**Exercise materials:**
══════════
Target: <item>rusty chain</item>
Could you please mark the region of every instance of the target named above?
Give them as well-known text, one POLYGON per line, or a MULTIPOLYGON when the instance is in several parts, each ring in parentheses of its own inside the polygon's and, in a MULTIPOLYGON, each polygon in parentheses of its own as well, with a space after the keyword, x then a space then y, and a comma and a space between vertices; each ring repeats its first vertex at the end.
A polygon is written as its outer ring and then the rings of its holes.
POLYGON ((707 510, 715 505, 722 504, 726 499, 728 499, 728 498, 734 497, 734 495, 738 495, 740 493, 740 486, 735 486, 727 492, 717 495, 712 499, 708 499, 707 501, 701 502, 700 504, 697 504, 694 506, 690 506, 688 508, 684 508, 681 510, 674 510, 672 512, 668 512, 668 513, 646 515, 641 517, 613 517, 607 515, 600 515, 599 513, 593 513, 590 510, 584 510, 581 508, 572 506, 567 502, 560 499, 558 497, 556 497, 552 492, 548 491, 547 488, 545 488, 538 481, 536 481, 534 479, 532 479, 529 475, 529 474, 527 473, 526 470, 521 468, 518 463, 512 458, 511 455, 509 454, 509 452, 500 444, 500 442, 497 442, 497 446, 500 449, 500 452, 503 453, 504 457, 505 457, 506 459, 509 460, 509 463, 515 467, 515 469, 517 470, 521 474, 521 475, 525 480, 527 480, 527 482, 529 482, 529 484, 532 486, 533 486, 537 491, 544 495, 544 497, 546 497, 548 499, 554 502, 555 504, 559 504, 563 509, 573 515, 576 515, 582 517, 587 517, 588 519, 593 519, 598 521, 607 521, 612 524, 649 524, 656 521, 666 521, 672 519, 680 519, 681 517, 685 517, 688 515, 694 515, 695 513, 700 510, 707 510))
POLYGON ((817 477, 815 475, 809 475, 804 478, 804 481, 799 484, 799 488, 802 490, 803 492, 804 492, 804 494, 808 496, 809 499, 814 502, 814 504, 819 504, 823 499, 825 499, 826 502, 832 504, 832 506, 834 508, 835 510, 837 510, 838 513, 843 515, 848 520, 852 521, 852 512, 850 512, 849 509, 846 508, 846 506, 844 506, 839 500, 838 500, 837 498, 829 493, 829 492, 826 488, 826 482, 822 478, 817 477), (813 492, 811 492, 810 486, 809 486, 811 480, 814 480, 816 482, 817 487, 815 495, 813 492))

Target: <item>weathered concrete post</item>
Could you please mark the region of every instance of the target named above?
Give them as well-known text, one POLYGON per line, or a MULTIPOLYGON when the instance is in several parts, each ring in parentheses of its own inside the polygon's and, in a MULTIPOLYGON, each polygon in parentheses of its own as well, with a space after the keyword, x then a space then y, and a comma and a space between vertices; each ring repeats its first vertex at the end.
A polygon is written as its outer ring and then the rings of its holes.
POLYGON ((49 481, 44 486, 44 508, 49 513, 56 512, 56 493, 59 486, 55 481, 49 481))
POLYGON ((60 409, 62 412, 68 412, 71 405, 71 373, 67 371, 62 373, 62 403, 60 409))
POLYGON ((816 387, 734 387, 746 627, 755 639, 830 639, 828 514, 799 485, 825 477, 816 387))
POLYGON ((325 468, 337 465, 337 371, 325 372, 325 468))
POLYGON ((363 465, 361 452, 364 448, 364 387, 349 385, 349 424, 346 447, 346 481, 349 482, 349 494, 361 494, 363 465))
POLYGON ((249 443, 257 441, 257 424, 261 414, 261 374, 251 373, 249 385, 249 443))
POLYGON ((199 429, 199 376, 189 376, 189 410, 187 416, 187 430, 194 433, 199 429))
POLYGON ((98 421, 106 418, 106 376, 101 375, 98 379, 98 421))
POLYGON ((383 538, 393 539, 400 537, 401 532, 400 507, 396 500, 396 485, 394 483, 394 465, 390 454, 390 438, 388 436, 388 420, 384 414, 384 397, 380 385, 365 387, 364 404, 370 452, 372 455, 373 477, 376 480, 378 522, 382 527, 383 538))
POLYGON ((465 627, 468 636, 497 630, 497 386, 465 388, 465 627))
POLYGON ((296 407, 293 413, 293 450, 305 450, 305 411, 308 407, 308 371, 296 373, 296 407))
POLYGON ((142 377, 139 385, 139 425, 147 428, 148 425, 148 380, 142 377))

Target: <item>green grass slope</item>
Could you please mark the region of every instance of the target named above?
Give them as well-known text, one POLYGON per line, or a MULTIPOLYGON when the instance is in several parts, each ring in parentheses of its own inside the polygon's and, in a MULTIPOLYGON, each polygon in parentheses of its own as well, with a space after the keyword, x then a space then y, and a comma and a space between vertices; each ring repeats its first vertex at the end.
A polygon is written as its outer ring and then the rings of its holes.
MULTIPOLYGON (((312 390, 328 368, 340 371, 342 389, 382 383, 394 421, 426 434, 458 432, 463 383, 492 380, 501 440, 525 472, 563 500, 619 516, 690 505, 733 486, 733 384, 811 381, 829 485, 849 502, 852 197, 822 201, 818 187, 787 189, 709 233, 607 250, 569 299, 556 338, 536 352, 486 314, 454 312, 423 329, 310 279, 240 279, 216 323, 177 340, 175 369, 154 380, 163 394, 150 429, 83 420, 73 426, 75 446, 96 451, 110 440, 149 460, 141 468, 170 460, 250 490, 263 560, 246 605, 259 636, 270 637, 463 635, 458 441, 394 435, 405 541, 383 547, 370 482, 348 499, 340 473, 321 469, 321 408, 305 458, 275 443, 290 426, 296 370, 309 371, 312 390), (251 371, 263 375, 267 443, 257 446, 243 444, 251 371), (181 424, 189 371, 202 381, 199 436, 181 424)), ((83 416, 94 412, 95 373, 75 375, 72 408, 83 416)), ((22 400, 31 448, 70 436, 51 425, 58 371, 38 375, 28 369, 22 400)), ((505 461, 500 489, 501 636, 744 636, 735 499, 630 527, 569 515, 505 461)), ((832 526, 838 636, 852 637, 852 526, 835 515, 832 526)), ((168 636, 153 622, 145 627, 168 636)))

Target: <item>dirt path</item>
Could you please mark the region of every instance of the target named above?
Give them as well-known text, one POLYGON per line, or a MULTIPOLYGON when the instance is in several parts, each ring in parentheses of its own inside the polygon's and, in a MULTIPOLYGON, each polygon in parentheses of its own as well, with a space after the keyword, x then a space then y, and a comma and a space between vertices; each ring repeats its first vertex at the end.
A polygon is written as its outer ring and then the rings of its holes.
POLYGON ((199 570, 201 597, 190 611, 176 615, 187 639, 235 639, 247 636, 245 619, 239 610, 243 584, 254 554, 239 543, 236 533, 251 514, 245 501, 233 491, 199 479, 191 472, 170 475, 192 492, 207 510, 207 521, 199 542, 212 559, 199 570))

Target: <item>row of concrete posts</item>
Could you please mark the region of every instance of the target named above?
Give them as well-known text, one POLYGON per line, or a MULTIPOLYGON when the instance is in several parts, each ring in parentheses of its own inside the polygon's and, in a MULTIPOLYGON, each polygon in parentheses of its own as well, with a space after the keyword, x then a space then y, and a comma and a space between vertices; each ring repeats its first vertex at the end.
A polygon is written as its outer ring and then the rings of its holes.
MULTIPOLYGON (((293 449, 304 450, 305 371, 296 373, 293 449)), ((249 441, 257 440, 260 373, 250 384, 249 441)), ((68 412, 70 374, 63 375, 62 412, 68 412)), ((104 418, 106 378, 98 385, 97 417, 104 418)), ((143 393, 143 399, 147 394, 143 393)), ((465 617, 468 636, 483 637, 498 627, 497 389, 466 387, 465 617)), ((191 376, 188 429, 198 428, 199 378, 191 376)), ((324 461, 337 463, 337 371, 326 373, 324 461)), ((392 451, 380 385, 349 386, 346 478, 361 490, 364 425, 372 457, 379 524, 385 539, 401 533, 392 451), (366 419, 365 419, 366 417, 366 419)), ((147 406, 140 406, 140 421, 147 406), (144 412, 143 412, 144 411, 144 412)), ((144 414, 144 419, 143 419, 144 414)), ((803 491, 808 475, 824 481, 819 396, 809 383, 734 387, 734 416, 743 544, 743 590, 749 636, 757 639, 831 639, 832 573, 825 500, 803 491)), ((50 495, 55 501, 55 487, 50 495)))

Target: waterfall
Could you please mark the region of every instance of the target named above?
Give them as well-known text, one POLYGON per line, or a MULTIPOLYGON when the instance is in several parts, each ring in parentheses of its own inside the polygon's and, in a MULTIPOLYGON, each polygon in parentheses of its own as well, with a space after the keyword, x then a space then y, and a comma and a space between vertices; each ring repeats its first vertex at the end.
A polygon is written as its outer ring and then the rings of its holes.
══════════
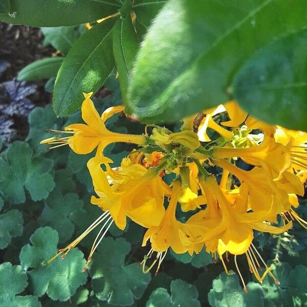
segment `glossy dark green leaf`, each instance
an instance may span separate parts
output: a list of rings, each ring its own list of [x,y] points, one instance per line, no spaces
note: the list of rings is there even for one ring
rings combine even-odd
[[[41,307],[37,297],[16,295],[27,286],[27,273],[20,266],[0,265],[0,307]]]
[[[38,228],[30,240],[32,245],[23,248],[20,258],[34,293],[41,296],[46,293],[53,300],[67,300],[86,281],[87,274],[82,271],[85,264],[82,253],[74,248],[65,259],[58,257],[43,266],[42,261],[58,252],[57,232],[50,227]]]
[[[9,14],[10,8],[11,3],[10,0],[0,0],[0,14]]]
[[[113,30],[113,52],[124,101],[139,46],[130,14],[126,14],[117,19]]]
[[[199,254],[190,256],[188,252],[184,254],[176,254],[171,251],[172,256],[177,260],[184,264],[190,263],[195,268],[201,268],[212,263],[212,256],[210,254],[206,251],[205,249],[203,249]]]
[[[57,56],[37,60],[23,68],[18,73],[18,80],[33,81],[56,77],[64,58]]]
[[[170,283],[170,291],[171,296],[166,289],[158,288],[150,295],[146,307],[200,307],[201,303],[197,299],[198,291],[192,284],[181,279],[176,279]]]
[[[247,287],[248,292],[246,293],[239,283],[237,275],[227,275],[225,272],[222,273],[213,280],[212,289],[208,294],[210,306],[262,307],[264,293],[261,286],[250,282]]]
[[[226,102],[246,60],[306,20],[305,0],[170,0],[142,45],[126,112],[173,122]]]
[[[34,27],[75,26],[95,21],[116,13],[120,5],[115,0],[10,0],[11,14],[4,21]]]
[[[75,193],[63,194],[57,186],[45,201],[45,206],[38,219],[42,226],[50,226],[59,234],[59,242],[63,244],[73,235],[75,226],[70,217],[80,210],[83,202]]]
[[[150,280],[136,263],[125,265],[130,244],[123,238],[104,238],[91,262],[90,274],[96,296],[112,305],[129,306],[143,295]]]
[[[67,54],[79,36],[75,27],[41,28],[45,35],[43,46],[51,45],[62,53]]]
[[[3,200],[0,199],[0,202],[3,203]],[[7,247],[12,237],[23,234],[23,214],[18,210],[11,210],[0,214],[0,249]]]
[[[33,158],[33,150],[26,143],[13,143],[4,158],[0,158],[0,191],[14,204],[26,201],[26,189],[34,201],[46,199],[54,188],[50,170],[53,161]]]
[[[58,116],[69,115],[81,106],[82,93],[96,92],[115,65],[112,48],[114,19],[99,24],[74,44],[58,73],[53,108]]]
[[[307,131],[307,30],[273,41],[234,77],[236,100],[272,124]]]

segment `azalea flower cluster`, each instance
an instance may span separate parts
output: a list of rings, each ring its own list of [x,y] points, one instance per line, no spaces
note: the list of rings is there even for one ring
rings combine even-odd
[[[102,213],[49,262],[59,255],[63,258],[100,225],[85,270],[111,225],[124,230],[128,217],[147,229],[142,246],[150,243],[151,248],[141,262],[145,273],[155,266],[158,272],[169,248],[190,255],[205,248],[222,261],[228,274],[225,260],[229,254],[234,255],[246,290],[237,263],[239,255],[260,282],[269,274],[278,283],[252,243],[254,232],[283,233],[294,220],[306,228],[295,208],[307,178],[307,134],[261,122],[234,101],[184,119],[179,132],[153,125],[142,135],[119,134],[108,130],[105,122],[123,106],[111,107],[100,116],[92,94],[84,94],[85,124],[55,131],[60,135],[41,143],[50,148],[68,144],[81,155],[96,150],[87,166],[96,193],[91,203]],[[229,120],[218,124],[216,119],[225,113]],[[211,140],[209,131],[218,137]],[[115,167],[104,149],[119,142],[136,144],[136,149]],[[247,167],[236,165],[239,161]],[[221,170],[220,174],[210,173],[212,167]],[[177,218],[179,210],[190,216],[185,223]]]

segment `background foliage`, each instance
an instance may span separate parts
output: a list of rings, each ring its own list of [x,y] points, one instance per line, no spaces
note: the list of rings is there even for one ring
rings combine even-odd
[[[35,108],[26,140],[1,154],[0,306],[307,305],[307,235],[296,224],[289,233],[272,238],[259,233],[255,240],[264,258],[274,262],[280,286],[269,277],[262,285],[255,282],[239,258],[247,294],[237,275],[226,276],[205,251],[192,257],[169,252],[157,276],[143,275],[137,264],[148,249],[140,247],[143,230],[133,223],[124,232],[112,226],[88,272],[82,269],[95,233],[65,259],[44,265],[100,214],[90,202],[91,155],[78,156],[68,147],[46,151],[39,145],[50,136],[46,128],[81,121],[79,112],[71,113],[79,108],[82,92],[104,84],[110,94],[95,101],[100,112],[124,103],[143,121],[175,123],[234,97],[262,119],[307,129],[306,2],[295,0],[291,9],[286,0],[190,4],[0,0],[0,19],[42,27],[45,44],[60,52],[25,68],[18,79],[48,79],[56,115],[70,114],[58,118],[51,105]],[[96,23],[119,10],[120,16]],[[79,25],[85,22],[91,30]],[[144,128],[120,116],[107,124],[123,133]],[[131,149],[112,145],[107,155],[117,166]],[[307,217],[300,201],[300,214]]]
══════════
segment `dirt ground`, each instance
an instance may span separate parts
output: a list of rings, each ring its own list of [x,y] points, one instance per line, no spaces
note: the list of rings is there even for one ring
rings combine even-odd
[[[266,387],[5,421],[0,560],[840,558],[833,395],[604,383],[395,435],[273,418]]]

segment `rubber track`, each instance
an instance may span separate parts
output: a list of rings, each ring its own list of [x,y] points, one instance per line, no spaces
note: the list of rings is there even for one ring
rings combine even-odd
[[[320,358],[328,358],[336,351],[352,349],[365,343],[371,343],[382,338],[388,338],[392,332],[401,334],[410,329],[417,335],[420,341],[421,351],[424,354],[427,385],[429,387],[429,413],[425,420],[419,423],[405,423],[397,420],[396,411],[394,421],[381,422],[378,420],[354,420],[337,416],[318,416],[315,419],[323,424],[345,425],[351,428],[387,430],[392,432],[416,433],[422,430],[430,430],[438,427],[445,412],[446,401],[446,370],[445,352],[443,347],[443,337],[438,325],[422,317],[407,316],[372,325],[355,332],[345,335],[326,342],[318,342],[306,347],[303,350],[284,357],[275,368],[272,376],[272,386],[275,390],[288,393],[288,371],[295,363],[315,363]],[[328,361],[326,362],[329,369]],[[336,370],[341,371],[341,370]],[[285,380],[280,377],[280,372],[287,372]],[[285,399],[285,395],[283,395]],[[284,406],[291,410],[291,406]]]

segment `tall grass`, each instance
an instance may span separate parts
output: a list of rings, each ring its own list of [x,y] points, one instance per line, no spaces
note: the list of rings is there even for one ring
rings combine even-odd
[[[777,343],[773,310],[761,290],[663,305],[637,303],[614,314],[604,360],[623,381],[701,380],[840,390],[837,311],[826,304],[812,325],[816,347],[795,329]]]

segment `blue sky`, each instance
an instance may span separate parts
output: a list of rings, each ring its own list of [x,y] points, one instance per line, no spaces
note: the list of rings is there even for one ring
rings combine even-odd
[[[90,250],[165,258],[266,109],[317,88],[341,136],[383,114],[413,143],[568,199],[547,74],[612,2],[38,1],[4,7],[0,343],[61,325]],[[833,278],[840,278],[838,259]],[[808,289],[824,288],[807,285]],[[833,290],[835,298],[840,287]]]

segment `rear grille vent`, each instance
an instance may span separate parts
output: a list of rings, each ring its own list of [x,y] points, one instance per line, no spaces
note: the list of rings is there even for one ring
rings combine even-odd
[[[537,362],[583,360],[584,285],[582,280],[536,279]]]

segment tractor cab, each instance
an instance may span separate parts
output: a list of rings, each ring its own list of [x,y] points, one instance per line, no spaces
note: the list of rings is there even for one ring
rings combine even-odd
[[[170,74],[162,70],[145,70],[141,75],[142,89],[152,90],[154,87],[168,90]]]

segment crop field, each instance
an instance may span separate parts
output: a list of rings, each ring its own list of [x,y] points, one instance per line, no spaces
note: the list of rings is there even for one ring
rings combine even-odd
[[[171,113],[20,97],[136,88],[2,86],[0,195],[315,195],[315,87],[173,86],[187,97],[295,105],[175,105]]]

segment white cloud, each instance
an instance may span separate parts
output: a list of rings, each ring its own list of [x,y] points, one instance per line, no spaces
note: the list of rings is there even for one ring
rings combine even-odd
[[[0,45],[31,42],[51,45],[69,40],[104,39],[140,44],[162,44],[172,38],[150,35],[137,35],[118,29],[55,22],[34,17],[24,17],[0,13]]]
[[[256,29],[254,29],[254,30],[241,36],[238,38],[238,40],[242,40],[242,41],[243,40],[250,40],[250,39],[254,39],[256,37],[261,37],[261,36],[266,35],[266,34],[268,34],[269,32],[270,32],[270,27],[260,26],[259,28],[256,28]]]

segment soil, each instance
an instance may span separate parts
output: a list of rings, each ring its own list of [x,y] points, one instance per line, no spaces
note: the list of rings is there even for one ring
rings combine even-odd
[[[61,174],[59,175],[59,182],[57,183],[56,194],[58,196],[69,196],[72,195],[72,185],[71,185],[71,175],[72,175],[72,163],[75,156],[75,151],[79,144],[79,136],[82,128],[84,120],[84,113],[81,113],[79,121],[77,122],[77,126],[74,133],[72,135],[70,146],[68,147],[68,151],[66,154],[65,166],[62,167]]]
══════════
**Set exercise:** Copy out every line of the records above that contains the string "item", matching its case exactly.

**The answer:**
Target: <item>rusty chain</item>
Target: <item>weathered concrete post</item>
Target: <item>green grass slope</item>
Target: <item>dirt path</item>
Target: <item>row of concrete posts</item>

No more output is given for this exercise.